What needs to be done:
Can you continue the piece on longtime WCH hospital staff, starting right after its final sentence?

Kathy Banks Hunt in clinic billing has worked over 25 years at WCH. Hunt and Stiles originally interviewed for the same job, but Stiles was awarded the position. Fortunately for Hunt, less than two months later, Judy Kaufman contacted her and offered her a job.
“In the 1980s, it was hard for the hospital to make a living,” Hunt said. “We went through some rough times, and it was just plain walls. We as a group went to the administrator and said that if the hospital would buy wallpaper we would donate our time. We came at night and wallpapered the hospital. We took such pride in the place.”
“I remember in the old days you could wash up and gown and go rock babies in the nursery,” Hullinger said. It was a privilege for many of the woman working at the hospital. “Now we don’t even see the babies.”

Stored items:
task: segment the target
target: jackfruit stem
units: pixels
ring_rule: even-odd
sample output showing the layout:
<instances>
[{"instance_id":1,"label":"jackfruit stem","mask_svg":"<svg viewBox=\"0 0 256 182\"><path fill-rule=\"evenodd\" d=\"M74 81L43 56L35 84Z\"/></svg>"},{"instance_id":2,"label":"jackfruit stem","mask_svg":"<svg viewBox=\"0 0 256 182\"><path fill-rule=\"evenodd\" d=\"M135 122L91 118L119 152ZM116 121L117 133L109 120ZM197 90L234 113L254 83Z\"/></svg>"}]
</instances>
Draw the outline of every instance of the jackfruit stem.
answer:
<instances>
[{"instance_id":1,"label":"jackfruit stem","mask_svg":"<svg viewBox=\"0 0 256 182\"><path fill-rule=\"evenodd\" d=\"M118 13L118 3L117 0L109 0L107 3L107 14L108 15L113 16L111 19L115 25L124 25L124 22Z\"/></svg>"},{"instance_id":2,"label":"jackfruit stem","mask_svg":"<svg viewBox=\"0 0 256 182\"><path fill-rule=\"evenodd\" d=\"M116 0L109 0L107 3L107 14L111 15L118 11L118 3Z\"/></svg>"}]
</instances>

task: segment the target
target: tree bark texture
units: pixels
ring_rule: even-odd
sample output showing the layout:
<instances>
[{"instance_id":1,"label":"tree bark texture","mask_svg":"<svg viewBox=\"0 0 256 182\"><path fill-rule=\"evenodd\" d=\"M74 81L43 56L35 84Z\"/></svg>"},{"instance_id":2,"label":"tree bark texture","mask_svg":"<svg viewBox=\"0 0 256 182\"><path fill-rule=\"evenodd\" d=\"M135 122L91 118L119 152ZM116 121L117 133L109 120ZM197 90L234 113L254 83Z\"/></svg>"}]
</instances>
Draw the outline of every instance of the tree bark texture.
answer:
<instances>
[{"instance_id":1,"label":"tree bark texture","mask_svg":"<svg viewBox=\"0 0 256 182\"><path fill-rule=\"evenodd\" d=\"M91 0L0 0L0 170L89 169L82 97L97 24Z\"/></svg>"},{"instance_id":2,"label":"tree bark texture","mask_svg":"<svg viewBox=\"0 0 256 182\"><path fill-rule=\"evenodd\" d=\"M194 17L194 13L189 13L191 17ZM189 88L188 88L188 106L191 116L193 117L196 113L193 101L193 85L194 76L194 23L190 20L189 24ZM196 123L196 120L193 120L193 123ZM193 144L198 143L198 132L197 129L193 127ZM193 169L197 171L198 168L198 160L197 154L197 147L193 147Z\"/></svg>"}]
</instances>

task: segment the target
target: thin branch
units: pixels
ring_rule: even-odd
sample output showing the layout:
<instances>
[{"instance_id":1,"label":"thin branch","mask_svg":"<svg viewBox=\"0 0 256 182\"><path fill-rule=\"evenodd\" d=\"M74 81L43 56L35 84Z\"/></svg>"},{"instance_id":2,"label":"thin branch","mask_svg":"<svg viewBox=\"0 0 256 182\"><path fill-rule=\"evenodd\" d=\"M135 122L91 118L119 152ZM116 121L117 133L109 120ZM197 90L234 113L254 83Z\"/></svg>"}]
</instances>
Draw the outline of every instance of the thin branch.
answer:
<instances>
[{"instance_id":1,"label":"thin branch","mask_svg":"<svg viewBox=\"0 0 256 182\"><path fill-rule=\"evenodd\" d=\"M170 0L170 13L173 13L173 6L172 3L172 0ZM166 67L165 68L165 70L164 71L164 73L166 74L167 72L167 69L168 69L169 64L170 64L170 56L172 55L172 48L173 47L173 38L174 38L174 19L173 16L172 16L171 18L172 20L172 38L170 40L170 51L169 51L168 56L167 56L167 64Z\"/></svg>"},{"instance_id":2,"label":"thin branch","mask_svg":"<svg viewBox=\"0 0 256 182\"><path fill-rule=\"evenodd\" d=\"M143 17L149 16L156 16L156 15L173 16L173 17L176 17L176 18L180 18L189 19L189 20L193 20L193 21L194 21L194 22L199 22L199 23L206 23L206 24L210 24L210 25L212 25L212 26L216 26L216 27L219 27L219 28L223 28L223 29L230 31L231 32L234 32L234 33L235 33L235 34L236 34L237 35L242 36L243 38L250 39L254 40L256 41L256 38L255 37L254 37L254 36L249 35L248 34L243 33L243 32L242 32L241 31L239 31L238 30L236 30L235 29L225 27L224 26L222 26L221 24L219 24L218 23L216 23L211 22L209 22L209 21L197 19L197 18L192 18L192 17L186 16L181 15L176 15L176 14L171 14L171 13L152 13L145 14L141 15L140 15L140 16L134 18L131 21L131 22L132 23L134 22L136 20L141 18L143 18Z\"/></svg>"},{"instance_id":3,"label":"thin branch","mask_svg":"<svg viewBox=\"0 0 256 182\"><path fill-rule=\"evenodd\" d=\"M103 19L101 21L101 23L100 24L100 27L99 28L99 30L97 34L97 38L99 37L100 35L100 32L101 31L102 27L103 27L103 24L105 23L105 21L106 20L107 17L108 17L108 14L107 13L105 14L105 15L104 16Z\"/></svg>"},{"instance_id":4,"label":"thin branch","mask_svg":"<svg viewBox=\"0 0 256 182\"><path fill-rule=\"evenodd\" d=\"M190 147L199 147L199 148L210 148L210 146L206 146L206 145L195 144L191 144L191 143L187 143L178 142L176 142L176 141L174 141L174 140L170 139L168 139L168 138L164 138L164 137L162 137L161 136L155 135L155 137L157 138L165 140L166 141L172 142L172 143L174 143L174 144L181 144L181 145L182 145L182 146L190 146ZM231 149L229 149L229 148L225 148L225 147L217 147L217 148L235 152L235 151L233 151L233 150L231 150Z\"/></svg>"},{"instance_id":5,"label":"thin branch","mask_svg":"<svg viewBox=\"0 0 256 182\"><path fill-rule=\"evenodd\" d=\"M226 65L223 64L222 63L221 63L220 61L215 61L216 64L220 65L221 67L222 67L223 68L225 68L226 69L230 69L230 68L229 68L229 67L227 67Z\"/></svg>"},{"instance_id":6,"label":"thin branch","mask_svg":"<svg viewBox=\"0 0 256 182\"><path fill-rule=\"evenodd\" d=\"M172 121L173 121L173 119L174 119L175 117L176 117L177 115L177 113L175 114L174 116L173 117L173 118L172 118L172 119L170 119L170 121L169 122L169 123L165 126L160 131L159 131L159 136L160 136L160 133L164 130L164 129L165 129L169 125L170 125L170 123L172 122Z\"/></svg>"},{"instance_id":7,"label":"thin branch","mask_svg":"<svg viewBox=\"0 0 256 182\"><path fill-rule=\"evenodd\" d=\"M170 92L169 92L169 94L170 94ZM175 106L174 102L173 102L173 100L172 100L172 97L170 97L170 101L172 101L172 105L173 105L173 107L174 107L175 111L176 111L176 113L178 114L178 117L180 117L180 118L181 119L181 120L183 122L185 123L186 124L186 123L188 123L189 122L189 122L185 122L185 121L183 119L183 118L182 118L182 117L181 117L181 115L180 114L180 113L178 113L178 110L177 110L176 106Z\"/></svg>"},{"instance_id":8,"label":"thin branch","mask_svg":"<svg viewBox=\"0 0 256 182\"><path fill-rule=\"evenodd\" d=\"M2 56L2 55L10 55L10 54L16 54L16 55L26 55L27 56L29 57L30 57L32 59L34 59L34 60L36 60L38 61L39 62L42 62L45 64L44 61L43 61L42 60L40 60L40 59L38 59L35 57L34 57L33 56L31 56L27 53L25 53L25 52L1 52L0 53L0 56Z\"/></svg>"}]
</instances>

Task output:
Mike Thomas, now associate administrator, began working at the hospital as a senior at Wayne, while taking EMS classes at night. Immediately after graduating in 1991, he got a job in the ambulance department. We used to take all of our own ambulance calls,” Thomas said. “There was no 911. We had our own number—872-2627. You could always hear the distinct ring of the phone in the nurse’s station.
“One ambulance call, the patient was unhappy about being in the back, after he had woken up—he was diabetic, and we had given him some sugar. We stopped at the stop sign. Steve Hand was in the back with the patient. The patient jumped out. And Steve was yelling at him, ‘You can go, but I’ve got to take the IV out of your arm!’”
One time, after loading a patient in the ambulance, Thomas jumped in the back with his partner Jack Briggs driving. A family member wanted to go with the patient, so Briggs jumped out of the ambulance, but forgot to put the vehicle back into park, the driver’s side door open.
“All of the sudden, I’m taking this person’s blood pressure, and the ambulance was moving,” Thomas said. “We’re rolling down, and I see Briggs waddle-running as he always did. I dove forward through our little hallway between the cab and back, and I hit the brakes with my hand, and Briggs hit the door.”
Going to a small town hospital can also be a challenge—at first—for some patients.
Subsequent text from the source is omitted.